══ Page text

Great haste makes (food) waste: hence, bioplastics comes into play.

Around 931 million tonnes of food goes to waste each year with 61% coming from households, 26% from food service and 13% from retail (World Economic forum). 17% of the food available for consumption in the world is wasted, a phenomenon that affects all countries beyond their wealth. In practice, 931 million tons in 2019 ended up in the waste bins of households, retailers, restaurants, and other food services, for a weight equivalent to that of 23 million fully-loaded 40-ton trucks. Globally, 121 kilograms of food are thrown away each year, with 74 kilograms at the household level – a waste that has extensive environmental, social, and economic impacts. Reducing them would lead to a cut in greenhouse gas emissions, slow down the destruction of nature through land conversion, increase the availability of food and therefore reduce hunger. Consumers today need substantial aid in order to reduce waste at home, particularly in the face of a situation that saw 690 million people affected by hunger in 2019 and is likely to increase due to the Covid health emergency. Hand-in-hand with this issue, a total of 3 billion people also cannot afford a healthy diet. Countries can raise the level of climate challenges by including food waste in national contributions to the Paris Agreement, strengthening food security and reducing costs for families (UNEP Food Waste Index Report 2021). From the table below it is possible to identify the  unequal distribution of food waste between countries if these are divided into separate income groups.

Number of countries with measured data points, by World Bank income classification, source : UNEP

Delving deeper, it is additionally possible to see how food waste is distributed in Europe, specifically on a regional basis. As clearly visible, waste continues to have a positive correlation with the country’s income, as northern Europe is richer than the rest.

Data coverage in Europe, by sector and sub-region, source : UNEP

Old faces, new places: meet bioplastics

Food waste derives from all stages of the food supply chain. In the European Union  millions of tons of food waste are generated every year, a large part of which derives from the food sector (RSCPublishing). Thus, converting it into value-added chemicals can be a great asset in the achievement of sustainability. A very valid solution is represented by bioplastics. These can be defined as “not just one single material. They comprise a whole family of materials with different properties and applications. […] a plastic material is defined as a bioplastic if it is either biobased, biodegradable, or features both properties” (European-Bioplastic). It can be therefore said that bioplastic is a plastic material derived from renewable or biodegradable sources. The decomposition time of bioplastic varies greatly depending on the starting materials and the composting conditions. In humid environments such as special composters, bioplastic can biodegrade within a few months, however, in dry environments and with the appropriate treatments, bioplastics can ensure excellent sealing (Riccardo spaccini et al). In the figure below, bioplastics are represented based on their biodegradability or bio-based content.

════

▶ **Directions**:
[1] How would the sentence "Food waste derives from all stages of the food supply chain." from the food waste article read in Spanish?
[2] Can you summarize the food waste article in two sentences?
The items that follow come from a different source.

══ Provided information

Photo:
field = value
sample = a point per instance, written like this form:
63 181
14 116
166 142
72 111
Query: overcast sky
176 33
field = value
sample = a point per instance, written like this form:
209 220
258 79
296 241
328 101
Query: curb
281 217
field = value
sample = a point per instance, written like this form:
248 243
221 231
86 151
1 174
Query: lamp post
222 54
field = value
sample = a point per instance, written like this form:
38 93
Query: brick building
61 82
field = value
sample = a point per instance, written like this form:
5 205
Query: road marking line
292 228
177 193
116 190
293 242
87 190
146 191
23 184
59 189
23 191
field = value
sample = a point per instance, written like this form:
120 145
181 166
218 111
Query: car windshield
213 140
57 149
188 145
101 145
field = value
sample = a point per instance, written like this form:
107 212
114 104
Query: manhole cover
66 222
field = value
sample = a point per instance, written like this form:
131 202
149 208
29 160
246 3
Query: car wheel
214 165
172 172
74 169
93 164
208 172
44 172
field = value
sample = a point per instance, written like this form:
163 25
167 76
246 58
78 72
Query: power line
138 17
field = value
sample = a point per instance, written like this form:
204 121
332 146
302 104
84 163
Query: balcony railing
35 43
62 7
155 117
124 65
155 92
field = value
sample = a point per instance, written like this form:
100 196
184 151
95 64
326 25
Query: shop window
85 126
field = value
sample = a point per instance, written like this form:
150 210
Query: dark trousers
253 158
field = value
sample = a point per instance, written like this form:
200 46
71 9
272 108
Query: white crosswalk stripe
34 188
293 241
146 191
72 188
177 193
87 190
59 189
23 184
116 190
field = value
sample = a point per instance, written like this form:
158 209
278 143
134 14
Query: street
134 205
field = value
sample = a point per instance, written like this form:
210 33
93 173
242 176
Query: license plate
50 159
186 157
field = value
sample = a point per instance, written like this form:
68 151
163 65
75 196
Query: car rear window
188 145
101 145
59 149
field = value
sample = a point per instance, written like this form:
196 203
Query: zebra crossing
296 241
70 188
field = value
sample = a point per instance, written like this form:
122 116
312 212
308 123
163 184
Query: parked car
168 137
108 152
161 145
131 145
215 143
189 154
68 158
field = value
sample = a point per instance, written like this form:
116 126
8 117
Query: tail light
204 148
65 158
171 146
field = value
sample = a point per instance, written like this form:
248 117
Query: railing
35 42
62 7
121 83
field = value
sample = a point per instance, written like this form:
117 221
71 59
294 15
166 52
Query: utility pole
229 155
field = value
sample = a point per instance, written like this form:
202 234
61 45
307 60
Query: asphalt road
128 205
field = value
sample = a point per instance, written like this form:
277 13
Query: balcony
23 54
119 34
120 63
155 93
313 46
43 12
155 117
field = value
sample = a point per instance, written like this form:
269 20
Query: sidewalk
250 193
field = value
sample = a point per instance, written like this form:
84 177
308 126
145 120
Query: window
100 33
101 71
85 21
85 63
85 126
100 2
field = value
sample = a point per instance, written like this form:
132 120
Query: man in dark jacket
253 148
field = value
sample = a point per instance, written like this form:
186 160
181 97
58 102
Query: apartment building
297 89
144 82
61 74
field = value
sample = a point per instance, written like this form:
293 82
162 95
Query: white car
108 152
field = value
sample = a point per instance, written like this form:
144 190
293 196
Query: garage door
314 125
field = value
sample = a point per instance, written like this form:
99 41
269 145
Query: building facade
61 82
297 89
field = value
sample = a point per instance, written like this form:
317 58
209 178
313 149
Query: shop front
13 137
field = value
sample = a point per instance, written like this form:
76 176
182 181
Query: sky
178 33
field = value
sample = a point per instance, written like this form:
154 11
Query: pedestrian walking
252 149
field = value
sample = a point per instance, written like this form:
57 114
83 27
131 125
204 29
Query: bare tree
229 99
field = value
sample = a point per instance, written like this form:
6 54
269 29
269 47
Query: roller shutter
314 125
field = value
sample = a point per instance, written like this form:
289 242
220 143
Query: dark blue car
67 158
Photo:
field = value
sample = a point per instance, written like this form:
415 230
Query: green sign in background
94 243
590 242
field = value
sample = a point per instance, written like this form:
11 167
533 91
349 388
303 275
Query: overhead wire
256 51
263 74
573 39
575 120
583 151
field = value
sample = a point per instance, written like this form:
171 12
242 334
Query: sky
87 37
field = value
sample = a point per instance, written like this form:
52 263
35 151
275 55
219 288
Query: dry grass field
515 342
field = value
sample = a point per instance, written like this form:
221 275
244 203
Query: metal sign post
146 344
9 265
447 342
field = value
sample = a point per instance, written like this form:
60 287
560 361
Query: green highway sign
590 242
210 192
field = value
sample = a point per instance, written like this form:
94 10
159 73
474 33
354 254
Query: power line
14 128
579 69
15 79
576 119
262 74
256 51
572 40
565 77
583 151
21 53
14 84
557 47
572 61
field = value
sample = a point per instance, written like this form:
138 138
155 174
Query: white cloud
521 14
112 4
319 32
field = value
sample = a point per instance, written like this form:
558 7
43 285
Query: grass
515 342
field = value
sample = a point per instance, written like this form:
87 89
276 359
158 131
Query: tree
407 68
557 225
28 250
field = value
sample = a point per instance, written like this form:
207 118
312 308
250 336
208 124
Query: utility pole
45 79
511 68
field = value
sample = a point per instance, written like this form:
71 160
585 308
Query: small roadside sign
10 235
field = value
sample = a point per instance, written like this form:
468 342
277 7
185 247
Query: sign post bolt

════

▶ **Solved problems**:
[1] El desperdicio de alimentos se origina en todas las etapas de la cadena de suministro alimentario.

[2] Around 931 million tonnes of food are wasted each year, most of it by households, causing extensive environmental, social, and economic impacts, and in Europe waste correlates positively with a country's income. Bioplastics, plastics that are biobased, biodegradable, or both, are presented as a solution for turning food waste into value-added chemicals, with decomposition times that vary with the starting materials and composting conditions.